===== Vorliegender Auszug

Ich schwankte stark zwischen „ganz, ganz dumme Idee“ und meinen Menschenkenntnissen, die mir flüsternd zuschrien: „Alles gut, der macht nix.“ Folgender Notfallplan ließ mich das Öl probieren: vorher das Fläschchen beäugen und einfach nach der Einnahme auf direktem Wege in mein Zimmer gehen, mich dort einschließen und mich zur Not beim Hostelpersonal melden.

Neugierig und in Vorfreude auf das mediterran-duftende Öl, das in meiner Vorstellung angenehm nach Pizza schmeckte, leckte ich die zwei Tröpfchen von meiner Handfläche aus dem koscher aussehenden Gläschen. Doch ich dachte, ich schmecke nicht richtig. Das meiste landete auf meiner Lippe, die sofort wie die Hölle brannte, und der Rest ätzte mir gefühlt den Mund- und Rachenraum weg.

Mit tränenüberströmtem Gesicht rang ich um Luft und Worte, um zu sagen, dass das ganz schön heftiges Zeug ist, während ich übereifrig meine Banane aß – ohne die mir Steve das Öl nicht hatte geben wollen. Jetzt verstand ich auch, wieso er so sehr auf etwas Geschmackneutralisierendes bestand.

==========

Nenne alle Körperteile, die im Auszug über das scharfe Öl erwähnt werden, in der Reihenfolge ihres Auftretens.

===== Gegebene Angaben

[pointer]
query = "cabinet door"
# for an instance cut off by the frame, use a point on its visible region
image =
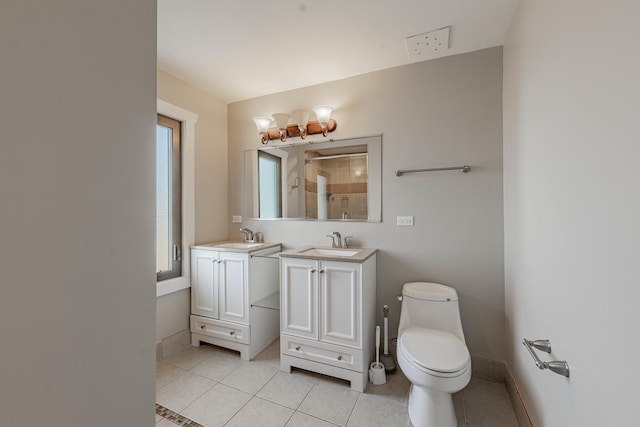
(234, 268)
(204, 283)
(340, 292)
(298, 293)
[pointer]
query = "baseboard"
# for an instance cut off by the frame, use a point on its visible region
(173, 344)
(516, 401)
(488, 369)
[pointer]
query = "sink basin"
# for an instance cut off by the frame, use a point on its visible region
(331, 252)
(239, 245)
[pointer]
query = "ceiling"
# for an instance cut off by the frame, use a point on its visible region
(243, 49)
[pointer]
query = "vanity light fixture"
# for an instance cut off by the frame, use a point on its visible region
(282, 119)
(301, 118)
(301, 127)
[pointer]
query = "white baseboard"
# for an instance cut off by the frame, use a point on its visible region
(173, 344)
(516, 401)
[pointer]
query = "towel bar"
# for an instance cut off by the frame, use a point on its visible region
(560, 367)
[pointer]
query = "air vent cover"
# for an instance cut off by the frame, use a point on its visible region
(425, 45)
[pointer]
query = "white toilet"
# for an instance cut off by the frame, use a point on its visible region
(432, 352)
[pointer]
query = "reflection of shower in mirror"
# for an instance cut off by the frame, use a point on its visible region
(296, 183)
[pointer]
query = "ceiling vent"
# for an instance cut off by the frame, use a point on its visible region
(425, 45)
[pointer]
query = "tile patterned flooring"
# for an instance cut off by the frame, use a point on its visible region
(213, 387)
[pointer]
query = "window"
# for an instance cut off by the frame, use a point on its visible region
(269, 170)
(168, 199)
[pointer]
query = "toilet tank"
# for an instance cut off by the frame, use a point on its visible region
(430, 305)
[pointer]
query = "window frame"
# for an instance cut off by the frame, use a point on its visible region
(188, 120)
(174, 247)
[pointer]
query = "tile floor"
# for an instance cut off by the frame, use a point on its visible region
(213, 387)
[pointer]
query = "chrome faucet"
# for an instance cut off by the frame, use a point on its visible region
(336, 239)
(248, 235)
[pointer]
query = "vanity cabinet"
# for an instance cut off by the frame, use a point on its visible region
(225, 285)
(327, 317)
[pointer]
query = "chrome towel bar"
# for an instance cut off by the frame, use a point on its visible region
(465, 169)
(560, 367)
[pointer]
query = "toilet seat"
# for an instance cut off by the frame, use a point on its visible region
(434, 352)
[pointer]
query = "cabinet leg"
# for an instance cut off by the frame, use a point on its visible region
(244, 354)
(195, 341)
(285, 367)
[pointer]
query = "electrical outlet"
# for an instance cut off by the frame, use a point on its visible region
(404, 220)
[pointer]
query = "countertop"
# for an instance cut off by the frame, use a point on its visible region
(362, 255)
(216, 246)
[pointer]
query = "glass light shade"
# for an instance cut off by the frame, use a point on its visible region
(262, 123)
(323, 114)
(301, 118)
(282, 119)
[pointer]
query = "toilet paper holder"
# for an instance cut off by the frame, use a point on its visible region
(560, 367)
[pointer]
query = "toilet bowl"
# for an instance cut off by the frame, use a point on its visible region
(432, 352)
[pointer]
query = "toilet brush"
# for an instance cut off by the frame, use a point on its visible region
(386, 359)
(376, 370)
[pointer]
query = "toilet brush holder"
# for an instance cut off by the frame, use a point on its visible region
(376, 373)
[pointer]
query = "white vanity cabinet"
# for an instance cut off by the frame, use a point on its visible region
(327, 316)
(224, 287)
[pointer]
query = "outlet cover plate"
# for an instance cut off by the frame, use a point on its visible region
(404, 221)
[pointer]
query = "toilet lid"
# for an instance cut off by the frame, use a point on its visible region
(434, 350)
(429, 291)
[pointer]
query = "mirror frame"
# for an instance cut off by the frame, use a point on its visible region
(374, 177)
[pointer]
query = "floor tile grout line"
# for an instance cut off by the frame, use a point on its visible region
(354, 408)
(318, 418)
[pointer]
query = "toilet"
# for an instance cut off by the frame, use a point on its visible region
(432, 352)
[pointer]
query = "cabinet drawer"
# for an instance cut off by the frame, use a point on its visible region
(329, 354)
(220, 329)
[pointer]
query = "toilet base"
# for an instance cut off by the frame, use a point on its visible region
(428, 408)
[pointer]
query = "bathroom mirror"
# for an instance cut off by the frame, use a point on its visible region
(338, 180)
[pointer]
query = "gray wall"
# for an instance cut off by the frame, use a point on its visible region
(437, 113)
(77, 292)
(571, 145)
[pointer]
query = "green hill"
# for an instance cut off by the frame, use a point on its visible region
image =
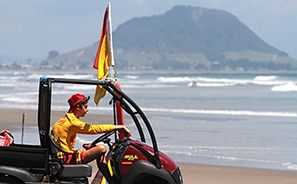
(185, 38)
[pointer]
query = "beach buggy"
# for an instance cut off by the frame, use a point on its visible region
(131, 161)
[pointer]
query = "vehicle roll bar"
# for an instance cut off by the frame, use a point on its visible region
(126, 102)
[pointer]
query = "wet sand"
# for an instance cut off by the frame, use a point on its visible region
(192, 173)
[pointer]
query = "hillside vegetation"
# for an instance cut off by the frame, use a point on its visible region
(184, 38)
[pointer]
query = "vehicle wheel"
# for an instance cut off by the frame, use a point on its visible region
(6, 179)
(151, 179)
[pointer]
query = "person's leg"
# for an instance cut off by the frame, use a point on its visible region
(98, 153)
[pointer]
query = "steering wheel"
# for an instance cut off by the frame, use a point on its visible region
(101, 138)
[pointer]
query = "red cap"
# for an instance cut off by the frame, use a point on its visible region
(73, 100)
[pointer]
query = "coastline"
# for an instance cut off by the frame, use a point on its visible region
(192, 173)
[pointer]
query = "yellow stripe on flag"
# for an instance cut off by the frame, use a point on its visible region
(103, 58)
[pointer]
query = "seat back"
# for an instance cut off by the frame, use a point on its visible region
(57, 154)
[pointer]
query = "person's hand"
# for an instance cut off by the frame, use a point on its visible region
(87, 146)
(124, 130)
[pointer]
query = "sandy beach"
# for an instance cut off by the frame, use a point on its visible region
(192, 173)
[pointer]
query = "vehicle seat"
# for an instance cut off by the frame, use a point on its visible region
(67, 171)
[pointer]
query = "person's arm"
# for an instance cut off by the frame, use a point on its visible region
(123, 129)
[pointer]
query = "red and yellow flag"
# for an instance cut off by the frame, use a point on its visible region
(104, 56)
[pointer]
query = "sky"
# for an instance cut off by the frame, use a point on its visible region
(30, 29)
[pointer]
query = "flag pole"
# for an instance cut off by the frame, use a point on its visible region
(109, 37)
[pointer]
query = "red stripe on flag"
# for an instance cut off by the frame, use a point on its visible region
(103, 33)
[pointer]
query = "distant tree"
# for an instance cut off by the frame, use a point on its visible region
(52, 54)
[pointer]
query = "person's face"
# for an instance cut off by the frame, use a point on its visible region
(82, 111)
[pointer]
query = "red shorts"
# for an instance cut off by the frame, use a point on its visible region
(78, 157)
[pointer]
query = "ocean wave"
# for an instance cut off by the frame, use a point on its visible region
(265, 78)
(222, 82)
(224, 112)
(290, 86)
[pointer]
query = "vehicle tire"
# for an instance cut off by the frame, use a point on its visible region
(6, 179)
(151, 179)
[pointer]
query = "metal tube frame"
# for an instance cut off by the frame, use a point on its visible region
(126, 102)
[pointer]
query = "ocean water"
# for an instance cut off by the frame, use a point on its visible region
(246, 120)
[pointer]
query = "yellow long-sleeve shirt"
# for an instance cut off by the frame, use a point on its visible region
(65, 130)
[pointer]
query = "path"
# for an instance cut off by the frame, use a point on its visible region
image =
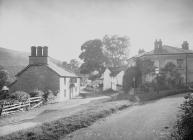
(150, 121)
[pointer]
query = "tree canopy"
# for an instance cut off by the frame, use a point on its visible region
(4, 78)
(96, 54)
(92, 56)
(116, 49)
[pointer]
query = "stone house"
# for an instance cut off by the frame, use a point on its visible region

==========

Lösung: Handfläche, Lippe, Mund- und Rachenraum, Gesicht